* **What you have to do**
Edit the material below by changing every "nose wheel tire" to "front landing gear tire" and leaving everything else unchanged. Leave the pictures out of your answer.

+---+

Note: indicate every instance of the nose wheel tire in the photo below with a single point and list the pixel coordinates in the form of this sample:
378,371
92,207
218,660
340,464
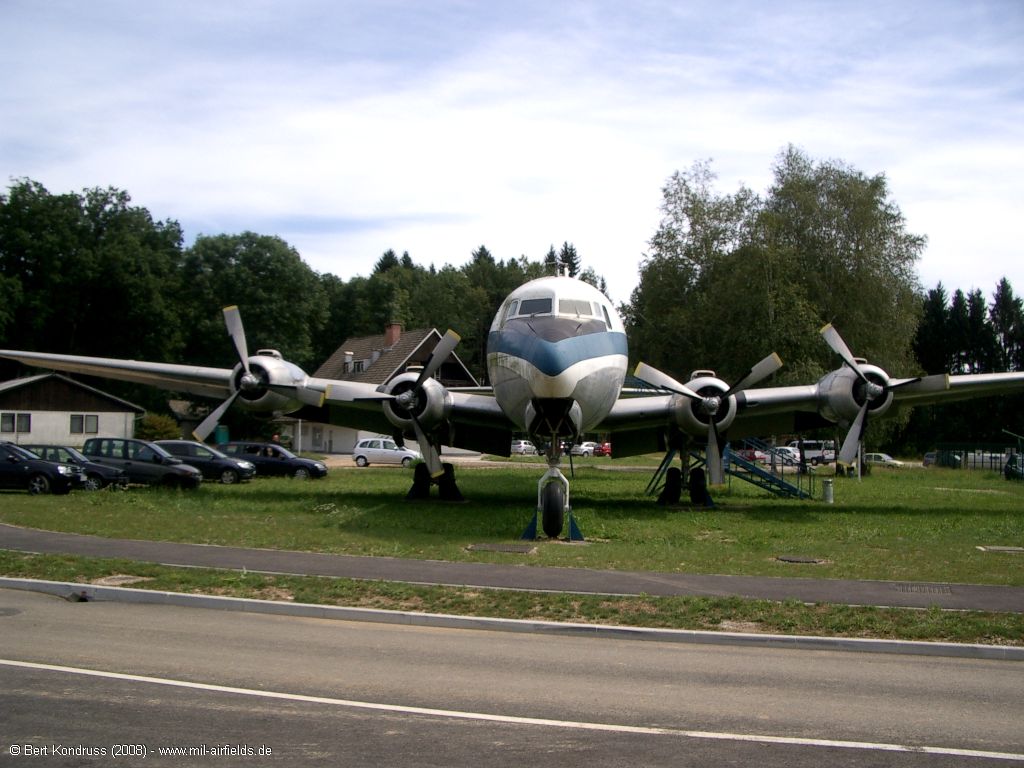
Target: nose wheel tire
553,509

+---+

* **Result of the exercise**
Note: indicate every instance of the front landing gear tire in the photo below with a single point and list the pixel coordinates in the form of this sample:
378,371
92,207
218,660
340,464
Target: front landing gear tire
553,509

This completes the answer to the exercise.